Although Rising initially resisted focusing her research on a specific disease, she has increasingly focused on patients with Type 2 diabetes, a condition she says exemplifies the disconnect between medical goals and patient goals. The year after she finished her undergraduate degree, she worked as a research assistant at San Francisco General Hospital and met a patient with poorly controlled diabetes and a chronic leg wound that just wouldn’t heal. While interviewing the patient to explore his barriers to staying healthy, he explained to Rising that the clinicians kept insisting that he stay off his leg and eat more nutritious meals—but he was homeless and spent his days searching for safe places to sleep and whatever food he could get. The man responded that he could not afford to rest, or to be picky. That encounter sticks with Rising to this day, nearly 20 years later.
“How could anyone argue with such a real and honest response?” she laments. “We have well-established, evidence-based treatments for diabetes, but they’re not just pharmacological, and success involves active participation from patients who might not have the foundation to carry out the ideal protocol. I want to know how we can better tailor interventions for these patients to meet their personal goals and get to better medical ends.”

### GIVEN DATA
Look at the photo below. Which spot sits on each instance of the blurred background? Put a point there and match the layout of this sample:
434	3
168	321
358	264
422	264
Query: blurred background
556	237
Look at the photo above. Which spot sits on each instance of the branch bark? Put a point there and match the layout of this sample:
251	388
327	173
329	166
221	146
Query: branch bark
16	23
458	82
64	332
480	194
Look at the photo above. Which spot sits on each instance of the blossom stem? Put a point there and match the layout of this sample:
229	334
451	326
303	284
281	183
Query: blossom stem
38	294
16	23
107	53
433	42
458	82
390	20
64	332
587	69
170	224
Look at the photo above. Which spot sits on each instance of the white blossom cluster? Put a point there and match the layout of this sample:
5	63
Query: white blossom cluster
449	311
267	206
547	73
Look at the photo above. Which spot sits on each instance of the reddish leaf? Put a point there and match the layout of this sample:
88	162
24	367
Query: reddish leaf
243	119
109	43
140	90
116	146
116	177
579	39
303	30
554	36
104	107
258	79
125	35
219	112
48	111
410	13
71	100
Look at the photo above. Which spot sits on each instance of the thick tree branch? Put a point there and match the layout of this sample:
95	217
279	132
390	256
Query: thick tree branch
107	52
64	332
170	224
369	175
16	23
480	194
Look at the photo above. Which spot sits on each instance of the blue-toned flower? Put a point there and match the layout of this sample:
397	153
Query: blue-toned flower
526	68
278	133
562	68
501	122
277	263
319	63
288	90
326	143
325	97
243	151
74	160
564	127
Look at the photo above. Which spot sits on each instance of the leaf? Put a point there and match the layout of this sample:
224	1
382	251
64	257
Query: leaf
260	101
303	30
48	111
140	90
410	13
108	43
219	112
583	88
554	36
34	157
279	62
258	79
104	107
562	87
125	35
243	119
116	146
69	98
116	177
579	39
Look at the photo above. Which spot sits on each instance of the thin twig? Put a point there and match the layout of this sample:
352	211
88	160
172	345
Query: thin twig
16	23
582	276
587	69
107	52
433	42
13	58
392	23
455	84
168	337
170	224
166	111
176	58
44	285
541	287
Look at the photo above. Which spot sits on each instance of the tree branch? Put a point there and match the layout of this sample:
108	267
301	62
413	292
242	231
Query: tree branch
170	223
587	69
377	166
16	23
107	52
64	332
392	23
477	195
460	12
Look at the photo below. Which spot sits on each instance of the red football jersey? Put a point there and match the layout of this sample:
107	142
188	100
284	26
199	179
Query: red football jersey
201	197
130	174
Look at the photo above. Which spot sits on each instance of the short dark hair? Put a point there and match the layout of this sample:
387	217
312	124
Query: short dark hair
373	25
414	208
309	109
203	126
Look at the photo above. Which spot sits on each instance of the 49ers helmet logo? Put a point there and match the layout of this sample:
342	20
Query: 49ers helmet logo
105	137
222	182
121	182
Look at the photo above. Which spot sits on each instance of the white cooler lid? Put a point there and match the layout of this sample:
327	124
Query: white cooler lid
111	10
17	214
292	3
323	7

### THE TASK
From the passage on Rising's diabetes research, copy the words verbatim, starting at "Although Rising initially" and ending at "20 years later.".

### EXERCISE ANSWER
Although Rising initially resisted focusing her research on a specific disease, she has increasingly focused on patients with Type 2 diabetes, a condition she says exemplifies the disconnect between medical goals and patient goals. The year after she finished her undergraduate degree, she worked as a research assistant at San Francisco General Hospital and met a patient with poorly controlled diabetes and a chronic leg wound that just wouldn’t heal. While interviewing the patient to explore his barriers to staying healthy, he explained to Rising that the clinicians kept insisting that he stay off his leg and eat more nutritious meals—but he was homeless and spent his days searching for safe places to sleep and whatever food he could get. The man responded that he could not afford to rest, or to be picky. That encounter sticks with Rising to this day, nearly 20 years later.